掲載本文 =>
--------
Marie Mirgaine  マリー・ミルゲーヌ (フランス)

Kiki en promenade
キキは散歩中?

フランス語 翻訳付
出版社:Les fourmis rouges

 

マリー・ミルゲーヌは、フランスのイラストレーター。HEAR ストラスブール(旧ストラスブール国立高等装飾美術学校)でイラストレーションを学び、2015年に卒業しました。現在もストラスブールで活動しています。コラージュ、水彩絵の具、立体など技法を織り交ぜて作品を制作します。ニューヨーク・タイムズやフランスのコミック誌 Biscoto journalでの作品発表や書店のショーウィンドゥデザイン、舞台装飾などさまざまな分野で活動中です。この本は2019年9月に出版の、彼女のデビュー絵本。さっそく同年12月のパリ(モントルイユ)絵本市の最優秀絵本賞にノミネートされました。

ジュリアンは、犬のキキを散歩に連れ出します。キキを連れているはずなのに、いつの間にか次々に登場する動物を連れ、散歩させる羽目に。ジュリアンはそのことにまったく気づいていません。そしていつの間にかキキが戻り、ジュリアンはキキをたっぷり散歩させたと大満足で家に戻ります。ページをめくるごとに、シンプルでありながら緻密な描写が物語を展開させます。はじめはキキを連れていたジュリアン。知らないうちに、思いもよらぬ動物と散歩している楽しさがあります。絵本とコミックの要素があいまっています。
--------
作業指示 =>
1. 絵本の紹介文から、マリー・ミルゲーヌが作品制作で織り交ぜる技法を全部抜き出して。
2. 『キキは散歩中?』の紹介文を、最後の一文の後から書き継いで。

提供資料 =>
--------
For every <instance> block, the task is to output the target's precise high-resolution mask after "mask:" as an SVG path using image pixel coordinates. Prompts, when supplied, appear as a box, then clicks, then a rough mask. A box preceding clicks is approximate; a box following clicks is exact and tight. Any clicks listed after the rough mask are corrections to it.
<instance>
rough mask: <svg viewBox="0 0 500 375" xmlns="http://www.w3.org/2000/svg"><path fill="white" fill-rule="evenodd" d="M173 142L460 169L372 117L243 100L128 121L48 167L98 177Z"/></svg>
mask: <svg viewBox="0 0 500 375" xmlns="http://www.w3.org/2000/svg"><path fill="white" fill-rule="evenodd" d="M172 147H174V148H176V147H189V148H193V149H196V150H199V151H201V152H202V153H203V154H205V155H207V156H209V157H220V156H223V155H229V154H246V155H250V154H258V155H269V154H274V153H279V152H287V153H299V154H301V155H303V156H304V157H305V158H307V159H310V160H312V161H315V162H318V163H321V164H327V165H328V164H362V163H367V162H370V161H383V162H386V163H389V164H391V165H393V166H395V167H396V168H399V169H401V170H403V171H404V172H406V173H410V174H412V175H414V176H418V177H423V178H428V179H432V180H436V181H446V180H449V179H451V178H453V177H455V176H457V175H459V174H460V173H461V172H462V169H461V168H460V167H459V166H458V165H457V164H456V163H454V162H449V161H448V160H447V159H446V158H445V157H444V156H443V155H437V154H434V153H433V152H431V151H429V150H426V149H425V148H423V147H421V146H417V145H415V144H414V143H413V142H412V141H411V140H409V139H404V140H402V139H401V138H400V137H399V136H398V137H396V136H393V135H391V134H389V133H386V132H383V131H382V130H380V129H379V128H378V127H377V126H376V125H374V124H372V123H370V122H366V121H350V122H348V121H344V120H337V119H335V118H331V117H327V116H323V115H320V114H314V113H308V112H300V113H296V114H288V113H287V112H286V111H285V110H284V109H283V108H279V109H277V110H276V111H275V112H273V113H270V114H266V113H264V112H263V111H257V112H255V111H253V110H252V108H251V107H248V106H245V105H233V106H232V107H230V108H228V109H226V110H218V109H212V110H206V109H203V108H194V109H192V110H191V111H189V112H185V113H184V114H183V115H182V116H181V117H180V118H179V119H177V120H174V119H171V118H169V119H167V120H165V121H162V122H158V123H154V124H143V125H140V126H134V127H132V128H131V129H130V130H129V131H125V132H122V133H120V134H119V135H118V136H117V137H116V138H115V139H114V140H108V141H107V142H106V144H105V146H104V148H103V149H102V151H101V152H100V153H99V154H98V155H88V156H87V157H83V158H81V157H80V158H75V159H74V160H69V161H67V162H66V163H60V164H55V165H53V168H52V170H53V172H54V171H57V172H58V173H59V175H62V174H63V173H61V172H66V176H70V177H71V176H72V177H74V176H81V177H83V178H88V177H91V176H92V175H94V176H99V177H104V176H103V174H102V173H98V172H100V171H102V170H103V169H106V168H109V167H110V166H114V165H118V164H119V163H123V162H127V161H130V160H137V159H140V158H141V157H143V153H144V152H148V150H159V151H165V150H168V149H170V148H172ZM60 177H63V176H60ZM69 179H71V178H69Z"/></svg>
--------
回答一覧 =>
1. コラージュ、水彩絵の具、立体

2.
単純でコミカルな物語を表現するために、シンプルで、必要な絵だけで構成しています。白地に大胆な主人公、見るだけでも理解できます。
しかし、描き方は、とても複雑。別の用紙に絵の具で各パートを描きます。筆のタッチを出したり、ぼかし方法を使ったり、様々な素材でスタンプして作ったり。組み合わせて人物や動物、草花の形にします。ときにはその上から直接手を加えている部分もありそう。いろんな手法が効果的に使われ、その緻密さから作者の熱意が感じられます。

<翻訳の一部> 翻訳:泉 りき

ジュリアンは、犬のキキを散歩につれていく。
「行くぞ、キキ!」
ジュリアンは、知らない間にワシをつれている。
ジュリアンは、今度はトラをつれている。
ジュリアンは、コウモリをつれている。
ジュリアンは、オオカミをつれている。
ジュリアンは、タコをつれている。